- Opening Delimiter -

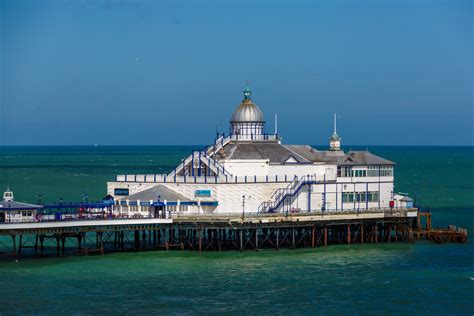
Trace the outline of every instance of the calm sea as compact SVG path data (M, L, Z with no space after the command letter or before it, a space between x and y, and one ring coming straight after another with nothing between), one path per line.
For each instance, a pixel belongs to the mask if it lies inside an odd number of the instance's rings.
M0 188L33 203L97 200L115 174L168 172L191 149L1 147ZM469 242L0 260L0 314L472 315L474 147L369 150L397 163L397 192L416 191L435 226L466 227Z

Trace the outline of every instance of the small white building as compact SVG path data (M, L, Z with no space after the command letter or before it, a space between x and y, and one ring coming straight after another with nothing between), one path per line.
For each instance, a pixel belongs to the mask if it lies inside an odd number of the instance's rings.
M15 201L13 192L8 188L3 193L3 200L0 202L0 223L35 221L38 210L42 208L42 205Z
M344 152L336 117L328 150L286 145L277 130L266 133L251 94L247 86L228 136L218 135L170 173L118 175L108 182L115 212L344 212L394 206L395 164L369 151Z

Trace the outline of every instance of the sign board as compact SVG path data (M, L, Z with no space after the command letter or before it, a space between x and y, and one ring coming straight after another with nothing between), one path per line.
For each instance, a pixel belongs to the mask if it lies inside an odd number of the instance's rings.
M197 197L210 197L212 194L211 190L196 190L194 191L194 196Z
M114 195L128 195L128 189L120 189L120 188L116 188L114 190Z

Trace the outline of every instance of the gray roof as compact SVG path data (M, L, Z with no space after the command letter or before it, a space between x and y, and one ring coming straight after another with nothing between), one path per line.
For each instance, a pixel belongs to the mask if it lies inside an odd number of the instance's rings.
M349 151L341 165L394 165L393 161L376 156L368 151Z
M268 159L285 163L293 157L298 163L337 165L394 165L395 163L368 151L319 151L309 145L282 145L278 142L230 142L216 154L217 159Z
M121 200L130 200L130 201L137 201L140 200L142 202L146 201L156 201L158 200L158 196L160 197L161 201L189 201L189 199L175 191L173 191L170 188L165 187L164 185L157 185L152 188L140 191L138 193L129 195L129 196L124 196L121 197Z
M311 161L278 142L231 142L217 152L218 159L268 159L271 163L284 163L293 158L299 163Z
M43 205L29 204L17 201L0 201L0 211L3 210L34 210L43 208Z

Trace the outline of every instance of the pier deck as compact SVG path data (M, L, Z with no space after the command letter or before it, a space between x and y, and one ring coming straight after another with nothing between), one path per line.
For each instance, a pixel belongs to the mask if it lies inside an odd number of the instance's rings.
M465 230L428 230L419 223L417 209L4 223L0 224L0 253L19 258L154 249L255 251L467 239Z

- Closing Delimiter -

*ASSIGNED TASK*: Set down the records above exactly as written, beginning with the first line and ending with the line that contains "Trace the outline of every instance of the sign", and do not include pictures.

*ANSWER TO THE PROBLEM*:
Trace the outline of every instance of the calm sea as compact SVG path data (M, L, Z with no space after the command letter or before it, a space between x and y, and one ring coming straight after another with nothing between), one path per line.
For each instance, a pixel belongs to the mask if it lies inside an odd number of the instance's rings.
M0 188L33 203L97 200L115 174L168 172L191 149L1 147ZM469 242L0 260L0 314L472 315L474 147L369 150L397 163L397 192L416 191L435 226L466 227Z

Trace the outline of every instance of the small white building as compact SVG path data (M, L, Z with no space after the command letter or before it, a space between x and y, and one ring coming straight after another with nothing between), one path per line.
For each instance, a pixel belongs to the mask if it lies inside an odd number of the instance's rings.
M15 201L13 192L8 188L3 193L3 200L0 202L0 223L35 221L38 210L42 208L42 205Z
M344 152L336 117L328 150L286 145L277 130L266 133L251 94L247 86L228 136L218 135L170 173L118 175L108 182L115 212L344 212L394 206L395 164L369 151Z

Trace the outline of every instance of the sign board as compact SVG path data (M, L, Z with no space after the command letter or before it, a space between x and y, and one ring coming straight after another with nothing between), one path per line.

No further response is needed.